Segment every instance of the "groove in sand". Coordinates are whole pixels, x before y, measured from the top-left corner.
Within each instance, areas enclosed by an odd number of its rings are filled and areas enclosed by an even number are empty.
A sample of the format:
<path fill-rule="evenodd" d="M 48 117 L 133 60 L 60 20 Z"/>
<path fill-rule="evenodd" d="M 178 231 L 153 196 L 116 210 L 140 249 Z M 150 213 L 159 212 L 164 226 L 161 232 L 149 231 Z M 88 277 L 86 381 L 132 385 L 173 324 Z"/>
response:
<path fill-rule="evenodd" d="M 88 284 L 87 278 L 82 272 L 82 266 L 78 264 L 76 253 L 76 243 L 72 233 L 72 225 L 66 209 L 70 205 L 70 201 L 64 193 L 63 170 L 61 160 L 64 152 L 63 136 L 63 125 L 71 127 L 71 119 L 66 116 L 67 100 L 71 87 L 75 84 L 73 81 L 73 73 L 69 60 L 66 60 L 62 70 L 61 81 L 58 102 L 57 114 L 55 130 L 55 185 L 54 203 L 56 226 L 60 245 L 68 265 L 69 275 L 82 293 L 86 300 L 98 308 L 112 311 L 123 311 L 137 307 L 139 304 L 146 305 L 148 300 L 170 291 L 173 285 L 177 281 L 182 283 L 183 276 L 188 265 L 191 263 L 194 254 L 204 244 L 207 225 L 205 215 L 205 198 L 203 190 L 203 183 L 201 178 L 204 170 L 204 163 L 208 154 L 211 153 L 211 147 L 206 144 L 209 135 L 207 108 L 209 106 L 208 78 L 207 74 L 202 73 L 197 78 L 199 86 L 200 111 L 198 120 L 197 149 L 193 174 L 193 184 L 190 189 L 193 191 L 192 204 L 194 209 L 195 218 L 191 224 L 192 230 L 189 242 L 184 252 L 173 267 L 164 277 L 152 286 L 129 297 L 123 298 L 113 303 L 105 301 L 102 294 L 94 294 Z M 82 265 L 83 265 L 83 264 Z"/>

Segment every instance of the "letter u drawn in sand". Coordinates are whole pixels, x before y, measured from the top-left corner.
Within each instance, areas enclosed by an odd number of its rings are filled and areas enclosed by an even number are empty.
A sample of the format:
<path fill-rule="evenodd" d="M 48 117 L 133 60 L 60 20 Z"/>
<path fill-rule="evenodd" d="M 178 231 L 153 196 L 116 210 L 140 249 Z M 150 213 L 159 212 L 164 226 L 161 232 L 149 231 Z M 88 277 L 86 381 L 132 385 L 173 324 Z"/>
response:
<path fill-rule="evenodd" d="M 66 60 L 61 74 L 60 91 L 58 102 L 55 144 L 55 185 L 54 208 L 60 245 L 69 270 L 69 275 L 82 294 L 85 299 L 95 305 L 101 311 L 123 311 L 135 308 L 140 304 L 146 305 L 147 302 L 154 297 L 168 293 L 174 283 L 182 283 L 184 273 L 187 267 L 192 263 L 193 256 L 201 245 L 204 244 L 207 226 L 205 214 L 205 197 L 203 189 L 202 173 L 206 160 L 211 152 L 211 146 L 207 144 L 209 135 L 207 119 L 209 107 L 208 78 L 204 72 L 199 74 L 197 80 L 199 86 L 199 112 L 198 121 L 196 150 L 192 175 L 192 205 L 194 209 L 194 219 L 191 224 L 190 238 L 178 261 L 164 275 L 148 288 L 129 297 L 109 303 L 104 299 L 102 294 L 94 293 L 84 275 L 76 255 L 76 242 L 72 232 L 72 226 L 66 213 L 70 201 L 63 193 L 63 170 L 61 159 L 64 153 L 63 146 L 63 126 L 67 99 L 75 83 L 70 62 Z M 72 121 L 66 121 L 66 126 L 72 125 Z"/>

Exercise requirements:
Write out every entry verbatim.

Exercise solution:
Segment every instance of the "groove in sand". Coordinates are whole pixels, x before y, measured from the top-left corner.
Within each instance, areas enclosed by an odd number of its rings are filled and areas enclosed by an even number are empty.
A sample of the format:
<path fill-rule="evenodd" d="M 48 117 L 133 60 L 60 20 Z"/>
<path fill-rule="evenodd" d="M 178 231 L 153 196 L 116 210 L 140 249 Z M 150 213 L 159 212 L 164 226 L 161 232 L 149 231 Z M 88 277 L 86 381 L 132 385 L 173 324 Z"/>
response:
<path fill-rule="evenodd" d="M 88 284 L 87 278 L 82 272 L 82 266 L 78 264 L 76 253 L 76 243 L 72 233 L 72 225 L 66 209 L 70 205 L 70 201 L 64 193 L 63 170 L 61 160 L 64 152 L 63 136 L 63 125 L 71 127 L 71 119 L 66 116 L 67 100 L 71 87 L 75 84 L 73 81 L 73 73 L 69 60 L 66 60 L 62 70 L 61 81 L 58 102 L 57 114 L 55 130 L 55 185 L 54 203 L 56 226 L 60 245 L 68 265 L 69 275 L 82 293 L 86 300 L 98 308 L 112 311 L 123 311 L 137 307 L 139 304 L 146 305 L 148 300 L 170 291 L 173 285 L 177 281 L 182 283 L 183 276 L 188 265 L 191 263 L 194 254 L 204 244 L 207 225 L 205 215 L 205 198 L 203 190 L 203 183 L 201 178 L 204 170 L 204 163 L 208 154 L 211 153 L 211 147 L 206 144 L 209 135 L 207 108 L 209 106 L 208 78 L 207 74 L 202 73 L 197 78 L 199 86 L 200 111 L 198 120 L 197 149 L 193 174 L 193 184 L 190 189 L 193 191 L 192 204 L 194 209 L 195 218 L 191 224 L 192 230 L 189 242 L 184 252 L 173 267 L 164 277 L 152 286 L 129 297 L 123 298 L 113 303 L 105 301 L 102 294 L 94 294 Z M 82 265 L 83 265 L 83 264 Z"/>

Segment every instance of the "letter u drawn in sand". Coordinates are whole pixels, x before y, measured from the top-left corner.
Within each instance, areas enclosed by an odd number of its rings are filled and areas enclosed by an even number are empty.
A sample of the format:
<path fill-rule="evenodd" d="M 48 117 L 133 60 L 60 20 Z"/>
<path fill-rule="evenodd" d="M 178 231 L 153 196 L 116 210 L 140 249 Z M 150 213 L 159 212 L 164 226 L 161 232 L 149 231 Z M 88 277 L 86 381 L 132 385 L 173 324 Z"/>
response:
<path fill-rule="evenodd" d="M 66 60 L 61 74 L 60 91 L 58 102 L 55 144 L 55 185 L 54 208 L 60 245 L 69 270 L 69 275 L 82 294 L 85 299 L 95 305 L 101 311 L 123 311 L 135 308 L 140 304 L 146 305 L 147 302 L 154 297 L 168 293 L 174 283 L 182 283 L 184 273 L 187 267 L 192 263 L 193 256 L 201 245 L 204 244 L 207 226 L 205 214 L 205 197 L 203 189 L 202 173 L 206 160 L 211 152 L 211 146 L 207 144 L 209 135 L 207 119 L 209 107 L 208 78 L 204 72 L 199 74 L 197 80 L 199 86 L 199 112 L 198 121 L 196 150 L 192 175 L 192 205 L 194 209 L 194 219 L 191 224 L 190 238 L 178 261 L 164 275 L 148 288 L 129 297 L 109 303 L 104 299 L 102 294 L 94 293 L 84 275 L 76 255 L 76 242 L 72 232 L 72 226 L 66 213 L 70 201 L 63 193 L 63 170 L 61 159 L 64 153 L 63 146 L 63 126 L 67 99 L 75 83 L 70 62 Z M 72 121 L 66 121 L 66 126 L 72 125 Z"/>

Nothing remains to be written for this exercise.